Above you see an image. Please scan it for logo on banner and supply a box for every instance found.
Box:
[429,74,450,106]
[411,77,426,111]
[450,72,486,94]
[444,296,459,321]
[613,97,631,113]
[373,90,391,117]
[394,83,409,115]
==
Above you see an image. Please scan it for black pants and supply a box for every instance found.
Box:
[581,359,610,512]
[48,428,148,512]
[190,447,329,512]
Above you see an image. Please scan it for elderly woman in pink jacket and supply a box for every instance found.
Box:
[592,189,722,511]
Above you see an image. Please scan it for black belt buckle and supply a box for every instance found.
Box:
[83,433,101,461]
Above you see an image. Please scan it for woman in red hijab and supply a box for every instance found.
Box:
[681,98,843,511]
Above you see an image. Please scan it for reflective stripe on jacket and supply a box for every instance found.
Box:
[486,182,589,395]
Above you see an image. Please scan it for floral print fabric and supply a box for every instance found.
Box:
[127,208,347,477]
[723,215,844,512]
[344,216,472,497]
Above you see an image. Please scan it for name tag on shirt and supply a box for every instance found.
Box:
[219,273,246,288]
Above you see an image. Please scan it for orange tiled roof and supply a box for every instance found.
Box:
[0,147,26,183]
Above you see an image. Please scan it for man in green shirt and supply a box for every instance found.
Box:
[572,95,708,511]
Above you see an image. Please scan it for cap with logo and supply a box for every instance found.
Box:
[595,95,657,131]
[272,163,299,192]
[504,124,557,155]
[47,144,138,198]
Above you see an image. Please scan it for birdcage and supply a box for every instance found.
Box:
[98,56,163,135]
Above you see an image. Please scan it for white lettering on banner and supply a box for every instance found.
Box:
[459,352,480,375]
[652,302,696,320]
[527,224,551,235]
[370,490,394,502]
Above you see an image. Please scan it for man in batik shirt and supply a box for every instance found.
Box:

**INSTRUCTIONS TO FOLLOW**: Copy out the listing word for word, from the line containing "Above you see an image. Please scan it for logo" up to and including the line containing "[394,83,409,115]".

**THE RESULT**:
Above you see an image. Please scan it for logo on banner and supply a box for every instance found.
Box:
[429,74,450,106]
[411,77,426,111]
[450,72,486,94]
[444,296,459,321]
[613,97,631,113]
[373,90,391,117]
[394,83,409,115]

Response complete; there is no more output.